▶ **Texte fourni**
Difficile,
ces temps-ci, de passer une journée sans entendre parler d'indice des prix à la
consommation, de récession plus ou moins profonde, de variation des titres
boursiers, de la hausse du taux directeur servant à fixer les taux d'intérêt,
etc.
« C'est
dissile », dirait M. Legault.
Les
analystes se perdent en conjectures, le second défaisant la thèse du premier.
Et vice versa.
Au cœur
de tout ça, la banque. Ou les banques. Incluant les Caisses Desjardins,
évidemment.
D'unité
de mesure facilitant le troc de marchandises, l'argent est devenu bien plus que
ça.
Gérée
par la science économique, l'unité monétaire facilitatrice a modifié sa
vocation. Elle est devenue l'unité qui mesure la réussite, le succès, le
respect, le statut social et quoi d'autre?
Et la
banque est au cœur de tout ça.
Le mot
banque désigne donc cet endroit qui facilite et organise les transactions
d'argent pour faire tourner l'économie.
Une
banque est aussi un endroit où on vient centraliser des unités pour en
favoriser la redistribution ensuite. Ainsi, on parlera d'une banque de données
en informatique, d'une banque de temps de vacances au travail, et autres
exemples du genre.

▶ **Données fournies**
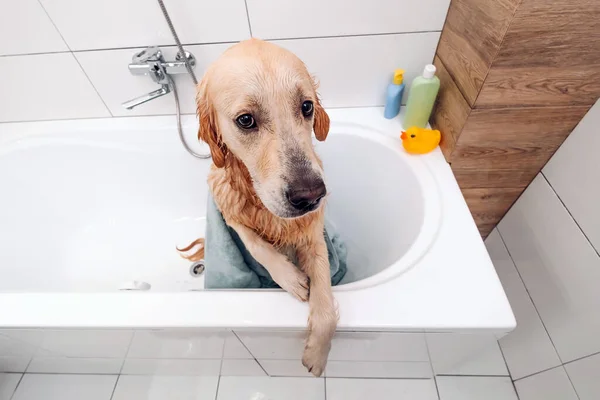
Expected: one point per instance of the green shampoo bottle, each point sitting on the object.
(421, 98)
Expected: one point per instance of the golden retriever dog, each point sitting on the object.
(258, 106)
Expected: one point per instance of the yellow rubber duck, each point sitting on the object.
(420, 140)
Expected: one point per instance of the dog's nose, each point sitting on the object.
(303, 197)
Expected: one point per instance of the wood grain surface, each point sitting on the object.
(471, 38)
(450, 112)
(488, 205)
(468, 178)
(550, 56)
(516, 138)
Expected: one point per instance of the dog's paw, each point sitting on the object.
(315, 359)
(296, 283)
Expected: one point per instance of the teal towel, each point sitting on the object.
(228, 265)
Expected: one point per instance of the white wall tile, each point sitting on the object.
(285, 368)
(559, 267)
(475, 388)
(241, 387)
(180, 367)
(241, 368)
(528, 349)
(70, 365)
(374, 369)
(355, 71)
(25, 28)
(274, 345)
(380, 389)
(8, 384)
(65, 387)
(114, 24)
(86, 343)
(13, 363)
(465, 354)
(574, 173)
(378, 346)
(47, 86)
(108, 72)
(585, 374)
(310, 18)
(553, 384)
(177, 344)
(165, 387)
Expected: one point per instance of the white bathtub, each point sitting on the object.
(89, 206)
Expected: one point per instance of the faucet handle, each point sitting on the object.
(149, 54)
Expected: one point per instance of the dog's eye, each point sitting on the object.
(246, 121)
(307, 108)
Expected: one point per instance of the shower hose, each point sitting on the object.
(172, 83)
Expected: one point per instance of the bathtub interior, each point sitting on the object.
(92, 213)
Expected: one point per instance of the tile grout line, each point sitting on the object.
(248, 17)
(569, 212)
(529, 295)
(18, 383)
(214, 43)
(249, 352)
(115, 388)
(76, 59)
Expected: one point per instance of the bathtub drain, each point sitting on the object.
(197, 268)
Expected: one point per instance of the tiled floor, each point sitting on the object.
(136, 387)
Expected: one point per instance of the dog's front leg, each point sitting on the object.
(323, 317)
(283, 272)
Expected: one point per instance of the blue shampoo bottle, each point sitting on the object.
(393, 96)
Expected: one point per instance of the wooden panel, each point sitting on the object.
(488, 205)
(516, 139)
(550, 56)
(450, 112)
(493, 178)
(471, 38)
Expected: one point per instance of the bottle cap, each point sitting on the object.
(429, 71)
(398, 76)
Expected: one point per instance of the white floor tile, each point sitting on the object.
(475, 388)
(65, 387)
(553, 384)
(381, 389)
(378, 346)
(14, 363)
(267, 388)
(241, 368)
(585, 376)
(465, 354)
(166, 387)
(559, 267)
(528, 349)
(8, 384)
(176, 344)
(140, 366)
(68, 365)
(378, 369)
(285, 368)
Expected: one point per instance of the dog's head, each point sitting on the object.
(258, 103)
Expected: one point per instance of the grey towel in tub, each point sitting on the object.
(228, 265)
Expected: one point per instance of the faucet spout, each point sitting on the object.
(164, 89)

▶ **Tâches à réaliser**
1. Pouvez-vous résumer en deux phrases le texte sur l'argent et les banques ?
2. Comment réécririez-vous plus brièvement le paragraphe du texte sur l'argent et les banques qui commence par « Une banque est aussi un endroit », en gardant ses faits principaux ?

▶ **Réponses par tâche**
1. Il est difficile d'échapper aux nouvelles économiques (prix à la consommation, récession, Bourse, taux directeur), les analystes se contredisent, et la banque, Caisses Desjardins comprises, est au cœur de tout cela. D'unité de mesure facilitant le troc, l'argent est devenu la mesure de la réussite et du statut social, et le mot banque désigne le lieu qui organise les transactions d'argent ou, plus largement, qui centralise des unités pour les redistribuer.

2. Une banque est aussi un lieu où l'on centralise des unités pour les redistribuer ensuite. On parle ainsi, par exemple, d'une banque de données en informatique ou d'une banque de temps de vacances au travail.